Saved data entries:

================================

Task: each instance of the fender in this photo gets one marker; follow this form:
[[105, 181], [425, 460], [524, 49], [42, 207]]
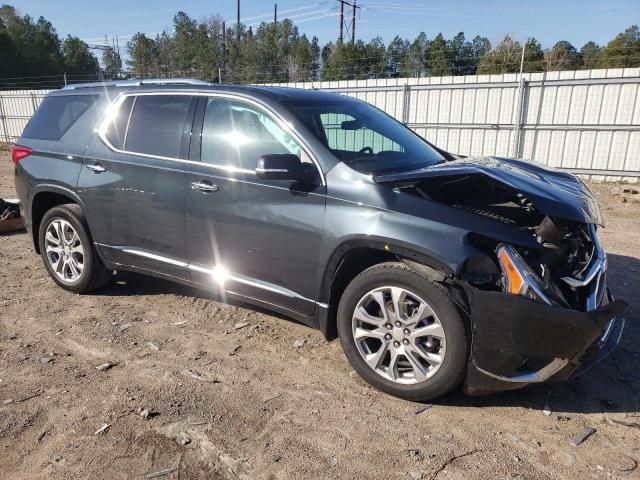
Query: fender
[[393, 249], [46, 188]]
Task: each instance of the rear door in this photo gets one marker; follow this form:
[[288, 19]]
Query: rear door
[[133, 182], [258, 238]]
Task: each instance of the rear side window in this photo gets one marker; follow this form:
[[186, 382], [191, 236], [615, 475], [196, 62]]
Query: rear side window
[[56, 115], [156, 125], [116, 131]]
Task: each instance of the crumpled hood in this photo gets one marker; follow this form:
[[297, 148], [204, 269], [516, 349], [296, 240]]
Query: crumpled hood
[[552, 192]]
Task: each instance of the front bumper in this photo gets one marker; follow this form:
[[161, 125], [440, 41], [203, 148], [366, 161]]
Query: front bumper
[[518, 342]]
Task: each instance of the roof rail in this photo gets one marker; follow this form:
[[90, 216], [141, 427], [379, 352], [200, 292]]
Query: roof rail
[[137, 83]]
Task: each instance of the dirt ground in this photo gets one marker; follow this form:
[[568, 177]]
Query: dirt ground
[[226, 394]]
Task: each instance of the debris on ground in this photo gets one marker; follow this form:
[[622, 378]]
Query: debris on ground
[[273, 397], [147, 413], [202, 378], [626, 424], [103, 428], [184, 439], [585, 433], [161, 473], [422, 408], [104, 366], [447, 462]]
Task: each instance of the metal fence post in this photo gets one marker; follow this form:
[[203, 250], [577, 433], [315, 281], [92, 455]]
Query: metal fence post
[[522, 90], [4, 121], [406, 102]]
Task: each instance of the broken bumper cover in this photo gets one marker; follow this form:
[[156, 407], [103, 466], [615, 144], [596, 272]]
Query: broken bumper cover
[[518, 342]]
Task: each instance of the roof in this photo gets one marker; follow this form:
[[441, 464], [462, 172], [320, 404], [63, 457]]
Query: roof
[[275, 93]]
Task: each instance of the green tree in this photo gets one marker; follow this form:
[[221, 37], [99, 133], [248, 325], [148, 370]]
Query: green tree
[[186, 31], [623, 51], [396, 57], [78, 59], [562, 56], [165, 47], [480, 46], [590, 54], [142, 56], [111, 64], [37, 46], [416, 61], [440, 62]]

================================

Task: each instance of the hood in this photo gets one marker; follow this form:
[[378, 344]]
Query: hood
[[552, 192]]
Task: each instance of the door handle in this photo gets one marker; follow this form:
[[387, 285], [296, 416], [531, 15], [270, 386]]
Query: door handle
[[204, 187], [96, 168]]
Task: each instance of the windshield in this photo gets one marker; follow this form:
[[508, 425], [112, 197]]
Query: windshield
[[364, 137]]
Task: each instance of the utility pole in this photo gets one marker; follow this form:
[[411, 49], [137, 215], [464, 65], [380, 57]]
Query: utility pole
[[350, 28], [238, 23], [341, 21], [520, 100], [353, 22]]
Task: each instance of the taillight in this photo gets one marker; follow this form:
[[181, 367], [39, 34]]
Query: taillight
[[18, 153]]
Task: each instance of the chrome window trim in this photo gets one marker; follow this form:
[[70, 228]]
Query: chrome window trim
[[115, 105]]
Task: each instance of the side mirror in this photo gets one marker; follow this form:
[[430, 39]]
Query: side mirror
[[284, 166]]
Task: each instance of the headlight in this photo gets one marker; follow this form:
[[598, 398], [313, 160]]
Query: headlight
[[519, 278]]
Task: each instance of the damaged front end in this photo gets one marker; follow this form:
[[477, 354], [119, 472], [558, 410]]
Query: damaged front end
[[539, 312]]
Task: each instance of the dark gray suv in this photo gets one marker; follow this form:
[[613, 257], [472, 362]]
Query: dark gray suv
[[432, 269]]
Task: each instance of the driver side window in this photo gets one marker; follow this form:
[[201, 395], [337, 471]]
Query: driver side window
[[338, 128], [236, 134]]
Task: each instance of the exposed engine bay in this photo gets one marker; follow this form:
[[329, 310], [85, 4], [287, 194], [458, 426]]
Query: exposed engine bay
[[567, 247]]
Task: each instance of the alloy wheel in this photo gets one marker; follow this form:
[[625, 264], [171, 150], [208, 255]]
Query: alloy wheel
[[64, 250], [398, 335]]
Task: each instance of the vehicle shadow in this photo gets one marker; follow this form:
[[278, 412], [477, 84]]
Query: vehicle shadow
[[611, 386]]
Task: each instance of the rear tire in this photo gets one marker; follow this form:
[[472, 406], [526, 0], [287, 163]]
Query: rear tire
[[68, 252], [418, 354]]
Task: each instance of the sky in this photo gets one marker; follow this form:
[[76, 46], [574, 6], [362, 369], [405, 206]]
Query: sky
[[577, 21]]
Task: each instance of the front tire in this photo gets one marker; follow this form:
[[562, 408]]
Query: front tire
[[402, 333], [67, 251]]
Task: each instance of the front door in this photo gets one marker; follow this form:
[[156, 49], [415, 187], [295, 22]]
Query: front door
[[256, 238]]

================================

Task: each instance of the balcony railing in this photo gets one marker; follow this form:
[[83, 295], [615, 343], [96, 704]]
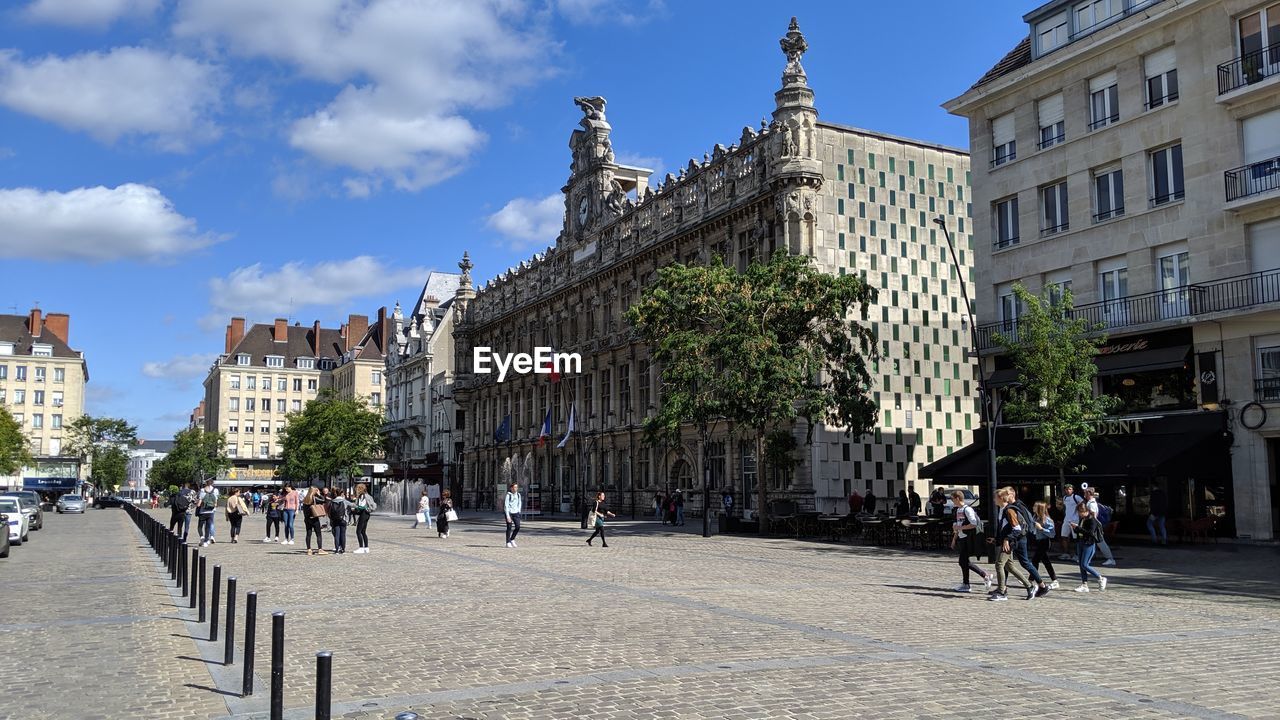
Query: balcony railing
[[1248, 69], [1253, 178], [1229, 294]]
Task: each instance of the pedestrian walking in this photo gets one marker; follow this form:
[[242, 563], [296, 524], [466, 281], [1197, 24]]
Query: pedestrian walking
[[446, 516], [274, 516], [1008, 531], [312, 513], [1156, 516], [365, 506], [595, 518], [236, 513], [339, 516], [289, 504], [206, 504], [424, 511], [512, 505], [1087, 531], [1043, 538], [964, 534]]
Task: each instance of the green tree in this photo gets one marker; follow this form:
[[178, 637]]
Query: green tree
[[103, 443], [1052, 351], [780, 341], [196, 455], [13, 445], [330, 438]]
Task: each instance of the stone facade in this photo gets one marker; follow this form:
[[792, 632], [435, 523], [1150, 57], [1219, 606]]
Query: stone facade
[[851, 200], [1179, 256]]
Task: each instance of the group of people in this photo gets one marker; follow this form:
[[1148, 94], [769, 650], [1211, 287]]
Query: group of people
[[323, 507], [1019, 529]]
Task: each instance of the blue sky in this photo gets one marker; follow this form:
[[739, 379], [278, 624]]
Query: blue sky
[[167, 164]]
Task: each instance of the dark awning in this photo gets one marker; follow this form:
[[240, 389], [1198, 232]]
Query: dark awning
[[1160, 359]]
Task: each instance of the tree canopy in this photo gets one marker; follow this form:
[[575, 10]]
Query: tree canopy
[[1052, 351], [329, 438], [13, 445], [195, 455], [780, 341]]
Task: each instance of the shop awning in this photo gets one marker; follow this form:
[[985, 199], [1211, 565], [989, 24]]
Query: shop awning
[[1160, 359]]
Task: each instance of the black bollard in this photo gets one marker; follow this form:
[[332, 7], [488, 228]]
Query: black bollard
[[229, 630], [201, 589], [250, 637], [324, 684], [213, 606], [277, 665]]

================================

● WHAT YOU NEED TO DO
Your answer is the exact run of lines above from the one with "Task: each instance of the fender" through the one with "Task: each instance of the rear side", both ends included, minus any picture.

● YOUR SOLUTION
Task: each instance of the fender in this photo gets one marker; follow this form:
[[105, 181], [425, 460], [524, 49], [42, 207]]
Query: fender
[[393, 249], [46, 188]]
Task: each instance of the rear door in this photo gets one marker; follow this form:
[[288, 19]]
Query: rear door
[[133, 182], [258, 238]]
Task: each instance of the rear side window in this photo gets one marker; follow this form:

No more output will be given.